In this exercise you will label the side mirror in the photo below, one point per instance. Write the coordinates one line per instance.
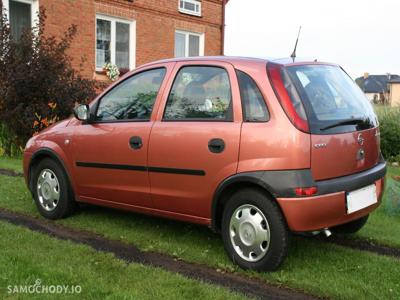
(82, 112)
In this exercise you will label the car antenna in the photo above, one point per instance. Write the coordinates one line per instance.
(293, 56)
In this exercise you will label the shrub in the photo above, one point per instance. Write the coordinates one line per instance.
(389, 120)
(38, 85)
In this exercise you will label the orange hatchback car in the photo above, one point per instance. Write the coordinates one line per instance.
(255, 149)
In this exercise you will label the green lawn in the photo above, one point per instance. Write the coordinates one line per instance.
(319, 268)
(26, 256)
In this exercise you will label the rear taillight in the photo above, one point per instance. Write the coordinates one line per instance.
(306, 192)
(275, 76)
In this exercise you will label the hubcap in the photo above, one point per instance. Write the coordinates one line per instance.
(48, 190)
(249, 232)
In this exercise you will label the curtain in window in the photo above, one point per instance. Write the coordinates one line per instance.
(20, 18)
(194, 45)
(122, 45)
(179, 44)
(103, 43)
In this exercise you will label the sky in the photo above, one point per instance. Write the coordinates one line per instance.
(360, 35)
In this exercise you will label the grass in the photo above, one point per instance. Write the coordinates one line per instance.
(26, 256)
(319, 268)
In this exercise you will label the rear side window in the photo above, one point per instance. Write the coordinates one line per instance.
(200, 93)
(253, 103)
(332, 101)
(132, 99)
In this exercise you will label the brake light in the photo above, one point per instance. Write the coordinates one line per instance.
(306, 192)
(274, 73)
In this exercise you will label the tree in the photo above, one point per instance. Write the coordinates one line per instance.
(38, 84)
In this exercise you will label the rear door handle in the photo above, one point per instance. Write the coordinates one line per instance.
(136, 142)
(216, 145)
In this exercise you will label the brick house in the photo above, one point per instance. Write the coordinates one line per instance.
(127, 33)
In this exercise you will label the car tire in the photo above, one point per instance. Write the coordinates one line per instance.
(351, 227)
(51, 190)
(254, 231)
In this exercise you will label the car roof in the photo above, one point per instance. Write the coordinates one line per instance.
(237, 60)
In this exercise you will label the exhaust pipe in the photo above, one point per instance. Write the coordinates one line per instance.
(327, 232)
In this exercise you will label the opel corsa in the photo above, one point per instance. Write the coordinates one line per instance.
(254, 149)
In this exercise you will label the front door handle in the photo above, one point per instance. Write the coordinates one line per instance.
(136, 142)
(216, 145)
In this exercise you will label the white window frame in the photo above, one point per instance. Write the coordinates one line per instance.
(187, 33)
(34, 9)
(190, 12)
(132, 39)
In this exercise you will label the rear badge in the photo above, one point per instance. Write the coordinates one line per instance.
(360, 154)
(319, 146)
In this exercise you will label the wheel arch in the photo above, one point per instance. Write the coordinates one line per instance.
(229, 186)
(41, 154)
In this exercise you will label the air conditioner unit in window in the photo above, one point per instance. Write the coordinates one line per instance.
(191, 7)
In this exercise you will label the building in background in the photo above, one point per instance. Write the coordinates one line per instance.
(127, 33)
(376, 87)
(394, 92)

-------------------------

_Description of the task_
In the records above, retype exactly the lines from the one with "In this exercise you will label the white" through the last one.

_Answer to the exercise_
In this exercise you will label the white window frame in the photo above, one point per instance. Write the coordinates one line per instance.
(187, 33)
(34, 9)
(190, 12)
(132, 39)
In this exercise you will label the rear badge in the photo above, one point per instance. Write the coordinates one line per instance.
(360, 154)
(319, 146)
In this exercise you will label the wheel arch in the photo above, one point per instance. Write the coordinates one line per instance.
(229, 186)
(41, 154)
In this exercise you will label the air conditioner unit in window in the photo above, one point per instance. Write the coordinates one line per instance.
(191, 7)
In this exercise you will label the building in background in the photo above, one point per instance. Write the coordinates one line per instance.
(127, 33)
(376, 87)
(394, 92)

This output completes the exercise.